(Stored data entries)
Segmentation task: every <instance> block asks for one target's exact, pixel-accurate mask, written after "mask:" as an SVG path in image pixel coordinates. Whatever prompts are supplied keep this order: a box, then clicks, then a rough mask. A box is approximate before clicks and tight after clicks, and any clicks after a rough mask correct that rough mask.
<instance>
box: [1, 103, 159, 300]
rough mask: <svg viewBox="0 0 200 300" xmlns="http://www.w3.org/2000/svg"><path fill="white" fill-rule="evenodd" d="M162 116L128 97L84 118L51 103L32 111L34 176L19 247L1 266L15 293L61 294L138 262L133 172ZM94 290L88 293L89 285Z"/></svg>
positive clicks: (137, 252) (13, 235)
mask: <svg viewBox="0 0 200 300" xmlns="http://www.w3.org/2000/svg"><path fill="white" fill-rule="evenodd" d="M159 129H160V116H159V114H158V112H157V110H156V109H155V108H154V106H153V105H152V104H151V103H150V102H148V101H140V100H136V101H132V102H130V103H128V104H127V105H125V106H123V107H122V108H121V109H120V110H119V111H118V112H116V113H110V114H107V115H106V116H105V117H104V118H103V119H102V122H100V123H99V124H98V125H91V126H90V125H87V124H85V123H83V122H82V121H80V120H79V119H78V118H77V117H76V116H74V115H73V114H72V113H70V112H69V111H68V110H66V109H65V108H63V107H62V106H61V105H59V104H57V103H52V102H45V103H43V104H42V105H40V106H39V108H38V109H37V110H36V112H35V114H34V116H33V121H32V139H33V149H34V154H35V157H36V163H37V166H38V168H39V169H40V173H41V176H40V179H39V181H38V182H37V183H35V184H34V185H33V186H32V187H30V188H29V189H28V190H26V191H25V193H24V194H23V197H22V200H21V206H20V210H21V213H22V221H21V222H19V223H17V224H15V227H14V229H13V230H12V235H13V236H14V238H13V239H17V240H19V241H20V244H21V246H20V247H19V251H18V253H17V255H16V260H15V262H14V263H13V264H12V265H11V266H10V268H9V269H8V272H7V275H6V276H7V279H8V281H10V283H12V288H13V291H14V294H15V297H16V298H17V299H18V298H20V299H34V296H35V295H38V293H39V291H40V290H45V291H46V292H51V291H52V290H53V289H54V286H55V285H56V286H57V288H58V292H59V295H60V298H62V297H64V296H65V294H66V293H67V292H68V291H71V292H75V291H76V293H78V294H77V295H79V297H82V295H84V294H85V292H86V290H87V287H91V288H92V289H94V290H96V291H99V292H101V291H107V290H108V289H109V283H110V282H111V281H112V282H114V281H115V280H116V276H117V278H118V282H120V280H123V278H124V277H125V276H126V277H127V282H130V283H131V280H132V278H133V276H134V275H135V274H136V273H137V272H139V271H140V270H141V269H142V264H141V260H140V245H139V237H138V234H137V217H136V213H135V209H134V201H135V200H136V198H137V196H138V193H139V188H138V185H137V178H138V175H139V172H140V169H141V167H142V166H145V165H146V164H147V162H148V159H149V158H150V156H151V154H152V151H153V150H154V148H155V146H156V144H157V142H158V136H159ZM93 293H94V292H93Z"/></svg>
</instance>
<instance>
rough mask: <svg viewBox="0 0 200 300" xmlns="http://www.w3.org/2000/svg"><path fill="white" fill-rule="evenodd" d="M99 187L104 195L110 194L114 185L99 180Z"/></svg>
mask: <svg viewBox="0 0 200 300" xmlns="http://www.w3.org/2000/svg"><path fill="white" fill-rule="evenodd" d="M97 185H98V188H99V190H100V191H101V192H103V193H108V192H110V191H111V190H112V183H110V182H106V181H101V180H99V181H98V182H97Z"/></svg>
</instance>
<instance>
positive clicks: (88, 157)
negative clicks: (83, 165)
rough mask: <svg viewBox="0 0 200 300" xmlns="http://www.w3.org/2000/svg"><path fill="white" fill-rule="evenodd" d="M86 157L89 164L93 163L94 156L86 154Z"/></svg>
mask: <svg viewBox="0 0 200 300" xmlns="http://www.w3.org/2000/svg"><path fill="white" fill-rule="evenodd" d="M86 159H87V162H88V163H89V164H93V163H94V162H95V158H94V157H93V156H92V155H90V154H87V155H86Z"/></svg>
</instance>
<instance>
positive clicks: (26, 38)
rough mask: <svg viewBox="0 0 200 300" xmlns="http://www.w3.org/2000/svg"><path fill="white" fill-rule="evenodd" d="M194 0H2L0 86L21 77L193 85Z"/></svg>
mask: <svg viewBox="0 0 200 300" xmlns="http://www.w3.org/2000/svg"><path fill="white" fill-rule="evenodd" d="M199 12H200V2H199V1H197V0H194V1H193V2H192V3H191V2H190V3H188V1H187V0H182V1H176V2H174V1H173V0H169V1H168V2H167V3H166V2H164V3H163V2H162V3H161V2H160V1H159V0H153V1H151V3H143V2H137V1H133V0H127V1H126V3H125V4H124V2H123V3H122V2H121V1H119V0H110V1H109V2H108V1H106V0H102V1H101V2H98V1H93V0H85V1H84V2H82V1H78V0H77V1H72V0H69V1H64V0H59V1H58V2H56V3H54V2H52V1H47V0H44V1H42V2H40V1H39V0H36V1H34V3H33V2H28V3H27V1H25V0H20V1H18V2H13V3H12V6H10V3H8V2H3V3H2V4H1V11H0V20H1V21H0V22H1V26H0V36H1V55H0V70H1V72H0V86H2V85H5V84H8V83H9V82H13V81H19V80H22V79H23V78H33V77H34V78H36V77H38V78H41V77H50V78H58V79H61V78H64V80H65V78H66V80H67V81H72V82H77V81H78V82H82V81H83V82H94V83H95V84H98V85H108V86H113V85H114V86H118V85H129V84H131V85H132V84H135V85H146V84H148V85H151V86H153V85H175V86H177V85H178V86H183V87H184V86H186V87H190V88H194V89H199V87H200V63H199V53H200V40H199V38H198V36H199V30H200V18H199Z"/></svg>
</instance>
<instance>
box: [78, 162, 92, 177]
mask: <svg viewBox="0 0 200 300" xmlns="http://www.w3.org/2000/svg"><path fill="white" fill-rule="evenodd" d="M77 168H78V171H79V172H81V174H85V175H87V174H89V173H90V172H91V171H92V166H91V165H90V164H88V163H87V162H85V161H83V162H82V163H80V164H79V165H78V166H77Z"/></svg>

REQUIRED ACTION
Return all of the material above verbatim, line for line, with nothing altered.

ANSWER
Segmentation task: every <instance> block asks for one target's exact, pixel-accurate mask, written after "mask:" as an SVG path in image pixel coordinates. Whatever prompts are supplied keep this order: a box, then clicks, then a rough mask. A box is approximate before clicks and tight after clicks, and any clicks after a rough mask correct that rough mask.
<instance>
box: [1, 103, 159, 300]
rough mask: <svg viewBox="0 0 200 300" xmlns="http://www.w3.org/2000/svg"><path fill="white" fill-rule="evenodd" d="M162 116L128 97L84 118L51 103L32 111L34 176L19 247L1 266L15 293L61 294L138 262L133 172ZM94 290L88 293L89 285Z"/></svg>
positive clicks: (137, 252) (13, 235)
mask: <svg viewBox="0 0 200 300" xmlns="http://www.w3.org/2000/svg"><path fill="white" fill-rule="evenodd" d="M159 129H160V116H159V114H158V112H157V110H156V109H155V108H154V106H153V105H152V104H151V103H150V102H148V101H140V100H136V101H132V102H130V103H128V104H127V105H125V106H123V107H122V108H121V109H120V110H119V111H118V112H116V113H110V114H107V115H106V116H105V117H104V118H103V119H102V122H100V123H99V124H98V125H91V126H90V125H87V124H85V123H83V122H82V121H80V120H79V119H78V118H77V117H76V116H74V115H73V114H72V113H70V112H69V111H68V110H66V109H65V108H63V107H62V106H61V105H59V104H57V103H52V102H45V103H43V104H42V105H40V106H39V108H38V109H37V110H36V112H35V114H34V116H33V121H32V139H33V149H34V154H35V157H36V163H37V166H38V168H39V169H40V173H41V176H40V179H39V181H38V182H37V183H35V184H34V185H33V186H32V187H30V188H29V189H28V190H26V191H25V193H24V194H23V197H22V200H21V206H20V210H21V213H22V221H21V222H19V223H17V224H15V227H14V229H13V230H12V235H13V236H14V238H13V239H17V240H19V241H20V244H21V246H20V247H19V251H18V253H17V255H16V260H15V262H14V263H13V264H12V265H11V266H10V268H9V269H8V272H7V275H6V276H7V279H8V281H10V283H12V288H13V291H14V294H15V297H16V298H17V299H18V298H20V299H34V296H35V295H38V293H39V291H40V290H45V291H46V292H51V291H52V290H53V289H54V286H55V285H56V286H57V288H58V292H59V295H60V298H62V297H64V296H65V294H66V293H67V292H68V291H71V292H75V291H76V293H78V294H77V295H79V297H82V295H84V294H85V292H86V290H87V287H91V288H92V289H94V290H96V291H99V292H101V291H107V290H108V289H109V283H110V282H111V281H112V282H114V281H115V280H116V276H117V278H118V282H120V280H123V278H124V277H125V276H126V277H127V282H130V283H131V280H132V278H133V276H134V275H135V274H136V273H137V272H139V271H140V270H141V269H142V264H141V260H140V245H139V237H138V234H137V217H136V213H135V209H134V201H135V200H136V198H137V196H138V193H139V188H138V185H137V178H138V175H139V172H140V169H141V167H142V166H145V165H146V164H147V162H148V159H149V158H150V156H151V154H152V151H153V150H154V148H155V146H156V144H157V142H158V136H159ZM93 293H94V292H93Z"/></svg>
</instance>
<instance>
rough mask: <svg viewBox="0 0 200 300" xmlns="http://www.w3.org/2000/svg"><path fill="white" fill-rule="evenodd" d="M99 187L104 195L110 194L114 185L99 180Z"/></svg>
mask: <svg viewBox="0 0 200 300" xmlns="http://www.w3.org/2000/svg"><path fill="white" fill-rule="evenodd" d="M97 185H98V188H99V190H100V191H101V192H103V193H108V192H110V191H111V190H112V183H110V182H106V181H101V180H99V181H98V182H97Z"/></svg>
</instance>
<instance>
positive clicks: (88, 157)
negative clicks: (83, 165)
rough mask: <svg viewBox="0 0 200 300" xmlns="http://www.w3.org/2000/svg"><path fill="white" fill-rule="evenodd" d="M86 157L89 164L93 163L94 156L86 154Z"/></svg>
mask: <svg viewBox="0 0 200 300" xmlns="http://www.w3.org/2000/svg"><path fill="white" fill-rule="evenodd" d="M86 159H87V162H88V163H89V164H93V163H94V162H95V158H94V157H93V156H92V155H90V154H87V155H86Z"/></svg>
</instance>
<instance>
positive clicks: (26, 38)
rough mask: <svg viewBox="0 0 200 300" xmlns="http://www.w3.org/2000/svg"><path fill="white" fill-rule="evenodd" d="M194 0H2L0 86L21 77L193 85Z"/></svg>
mask: <svg viewBox="0 0 200 300" xmlns="http://www.w3.org/2000/svg"><path fill="white" fill-rule="evenodd" d="M199 12H200V2H199V1H197V0H194V1H193V2H192V3H191V2H190V3H188V1H187V0H182V1H176V2H174V1H173V0H169V1H168V2H167V3H166V2H164V3H163V2H162V3H161V2H160V1H159V0H153V1H151V3H143V2H137V1H133V0H127V1H126V3H125V4H124V2H123V3H122V2H121V1H119V0H110V1H109V2H108V1H106V0H102V1H101V2H98V1H93V0H85V1H84V2H82V1H78V0H77V1H72V0H69V1H64V0H59V1H58V2H56V3H54V2H52V1H47V0H44V1H42V2H40V1H39V0H36V1H34V3H33V2H28V3H27V1H25V0H20V1H18V2H13V3H12V6H10V3H8V2H3V3H2V4H1V11H0V20H1V21H0V22H1V26H0V36H1V55H0V70H1V72H0V86H2V85H5V84H8V83H9V82H13V81H19V80H22V79H23V78H33V77H34V78H36V77H38V78H41V77H50V78H58V79H61V78H64V80H65V78H66V80H67V81H72V82H77V81H78V82H82V81H83V82H94V83H95V84H98V85H108V86H113V85H114V86H118V85H129V84H131V85H132V84H135V85H146V84H148V85H151V86H153V85H175V86H177V85H178V86H183V87H184V86H186V87H190V88H194V89H199V87H200V63H199V53H200V40H199V38H198V36H199V30H200V18H199Z"/></svg>
</instance>
<instance>
box: [78, 162, 92, 177]
mask: <svg viewBox="0 0 200 300" xmlns="http://www.w3.org/2000/svg"><path fill="white" fill-rule="evenodd" d="M77 168H78V171H79V172H81V174H85V175H87V174H89V173H90V172H91V171H92V166H91V165H90V164H88V163H87V162H85V161H83V162H82V163H80V164H79V165H78V166H77Z"/></svg>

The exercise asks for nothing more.